TRY IT: Count lines, not occurrences: report how many lines in the records hold the string "orange", and nothing else.

*** LISTED RECORDS Section Begins ***

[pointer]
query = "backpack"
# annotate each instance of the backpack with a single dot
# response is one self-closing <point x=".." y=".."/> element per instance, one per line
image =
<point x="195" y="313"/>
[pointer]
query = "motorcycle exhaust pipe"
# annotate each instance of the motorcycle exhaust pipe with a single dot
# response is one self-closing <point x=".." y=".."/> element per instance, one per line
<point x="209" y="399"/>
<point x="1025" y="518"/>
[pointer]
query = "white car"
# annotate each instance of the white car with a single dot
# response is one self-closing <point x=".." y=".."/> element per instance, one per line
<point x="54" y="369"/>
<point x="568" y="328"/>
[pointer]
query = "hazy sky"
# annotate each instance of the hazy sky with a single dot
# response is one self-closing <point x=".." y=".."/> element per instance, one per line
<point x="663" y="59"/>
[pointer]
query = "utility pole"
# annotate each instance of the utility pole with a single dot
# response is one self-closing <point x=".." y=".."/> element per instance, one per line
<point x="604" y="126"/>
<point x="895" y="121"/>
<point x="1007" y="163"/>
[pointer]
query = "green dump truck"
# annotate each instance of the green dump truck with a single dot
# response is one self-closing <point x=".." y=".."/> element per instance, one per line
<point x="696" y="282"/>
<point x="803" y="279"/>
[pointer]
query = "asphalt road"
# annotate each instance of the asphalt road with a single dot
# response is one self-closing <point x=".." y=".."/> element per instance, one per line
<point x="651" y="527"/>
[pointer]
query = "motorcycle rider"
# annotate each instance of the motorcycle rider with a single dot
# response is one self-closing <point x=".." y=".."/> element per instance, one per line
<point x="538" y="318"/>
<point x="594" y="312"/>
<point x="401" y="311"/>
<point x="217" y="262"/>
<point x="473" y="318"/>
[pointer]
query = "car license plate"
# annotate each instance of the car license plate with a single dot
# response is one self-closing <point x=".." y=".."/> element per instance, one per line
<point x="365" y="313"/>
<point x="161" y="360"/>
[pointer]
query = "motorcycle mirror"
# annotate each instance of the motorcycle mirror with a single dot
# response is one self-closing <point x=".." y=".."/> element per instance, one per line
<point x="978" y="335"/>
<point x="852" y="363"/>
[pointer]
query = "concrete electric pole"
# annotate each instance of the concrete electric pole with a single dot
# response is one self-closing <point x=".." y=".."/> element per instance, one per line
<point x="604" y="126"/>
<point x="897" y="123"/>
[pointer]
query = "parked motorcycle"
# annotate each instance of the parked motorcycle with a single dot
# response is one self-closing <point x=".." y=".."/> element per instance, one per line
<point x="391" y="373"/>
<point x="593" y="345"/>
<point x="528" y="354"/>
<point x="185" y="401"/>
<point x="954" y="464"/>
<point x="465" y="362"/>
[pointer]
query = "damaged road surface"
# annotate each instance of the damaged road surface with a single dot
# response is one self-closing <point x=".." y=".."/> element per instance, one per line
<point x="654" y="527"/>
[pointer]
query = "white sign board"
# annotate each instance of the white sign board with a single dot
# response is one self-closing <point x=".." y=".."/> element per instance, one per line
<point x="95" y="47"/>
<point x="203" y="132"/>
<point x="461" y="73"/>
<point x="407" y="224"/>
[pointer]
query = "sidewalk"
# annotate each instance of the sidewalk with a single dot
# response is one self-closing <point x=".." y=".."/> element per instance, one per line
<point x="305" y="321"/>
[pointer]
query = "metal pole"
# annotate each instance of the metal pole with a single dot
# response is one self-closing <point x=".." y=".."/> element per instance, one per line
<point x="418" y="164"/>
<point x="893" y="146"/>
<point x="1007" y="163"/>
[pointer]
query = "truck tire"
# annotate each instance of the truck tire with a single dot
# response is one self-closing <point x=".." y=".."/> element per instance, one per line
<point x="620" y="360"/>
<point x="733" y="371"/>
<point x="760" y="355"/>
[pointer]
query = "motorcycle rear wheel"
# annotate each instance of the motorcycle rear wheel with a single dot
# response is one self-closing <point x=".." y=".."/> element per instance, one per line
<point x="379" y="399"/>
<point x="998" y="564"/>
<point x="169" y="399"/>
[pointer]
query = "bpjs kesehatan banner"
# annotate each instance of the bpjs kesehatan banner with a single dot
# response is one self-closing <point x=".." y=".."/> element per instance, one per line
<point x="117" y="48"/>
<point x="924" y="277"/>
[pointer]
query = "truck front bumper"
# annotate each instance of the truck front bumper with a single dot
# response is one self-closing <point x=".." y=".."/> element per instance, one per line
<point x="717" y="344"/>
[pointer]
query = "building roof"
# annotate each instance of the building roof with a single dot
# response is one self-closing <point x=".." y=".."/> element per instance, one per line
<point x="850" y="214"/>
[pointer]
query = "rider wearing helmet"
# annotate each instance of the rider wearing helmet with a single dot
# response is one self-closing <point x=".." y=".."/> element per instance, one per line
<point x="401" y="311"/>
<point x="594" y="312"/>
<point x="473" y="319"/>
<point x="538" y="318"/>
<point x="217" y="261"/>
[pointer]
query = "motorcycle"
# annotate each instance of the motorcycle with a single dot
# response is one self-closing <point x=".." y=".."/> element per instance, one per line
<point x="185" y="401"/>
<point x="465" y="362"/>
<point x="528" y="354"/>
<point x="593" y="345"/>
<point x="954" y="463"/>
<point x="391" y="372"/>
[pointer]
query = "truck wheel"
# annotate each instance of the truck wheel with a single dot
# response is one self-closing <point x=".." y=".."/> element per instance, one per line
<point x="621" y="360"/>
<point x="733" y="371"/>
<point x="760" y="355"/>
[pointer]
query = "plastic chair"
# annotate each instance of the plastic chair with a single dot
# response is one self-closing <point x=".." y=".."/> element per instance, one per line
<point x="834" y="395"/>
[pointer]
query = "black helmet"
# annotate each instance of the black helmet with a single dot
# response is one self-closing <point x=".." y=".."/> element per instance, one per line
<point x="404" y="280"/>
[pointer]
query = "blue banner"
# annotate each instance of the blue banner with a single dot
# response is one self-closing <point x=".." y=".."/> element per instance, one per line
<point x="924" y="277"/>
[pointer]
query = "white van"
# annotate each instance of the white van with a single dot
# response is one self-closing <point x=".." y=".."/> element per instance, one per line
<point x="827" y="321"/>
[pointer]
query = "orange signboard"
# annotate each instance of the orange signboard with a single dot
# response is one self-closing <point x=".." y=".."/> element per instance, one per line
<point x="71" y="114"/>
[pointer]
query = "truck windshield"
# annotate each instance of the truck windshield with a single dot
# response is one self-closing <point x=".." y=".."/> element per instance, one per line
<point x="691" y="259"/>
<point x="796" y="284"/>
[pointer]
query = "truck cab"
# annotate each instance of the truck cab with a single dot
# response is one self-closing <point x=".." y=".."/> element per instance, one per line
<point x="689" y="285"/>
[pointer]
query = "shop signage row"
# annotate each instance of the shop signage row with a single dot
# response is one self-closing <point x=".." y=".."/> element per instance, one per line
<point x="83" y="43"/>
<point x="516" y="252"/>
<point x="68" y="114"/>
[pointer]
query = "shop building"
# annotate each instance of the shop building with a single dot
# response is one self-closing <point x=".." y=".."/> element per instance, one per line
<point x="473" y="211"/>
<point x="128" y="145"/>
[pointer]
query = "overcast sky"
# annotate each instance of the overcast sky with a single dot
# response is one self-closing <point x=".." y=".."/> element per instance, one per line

*** LISTED RECORDS Section Ends ***

SOLUTION TO THIS EXERCISE: 2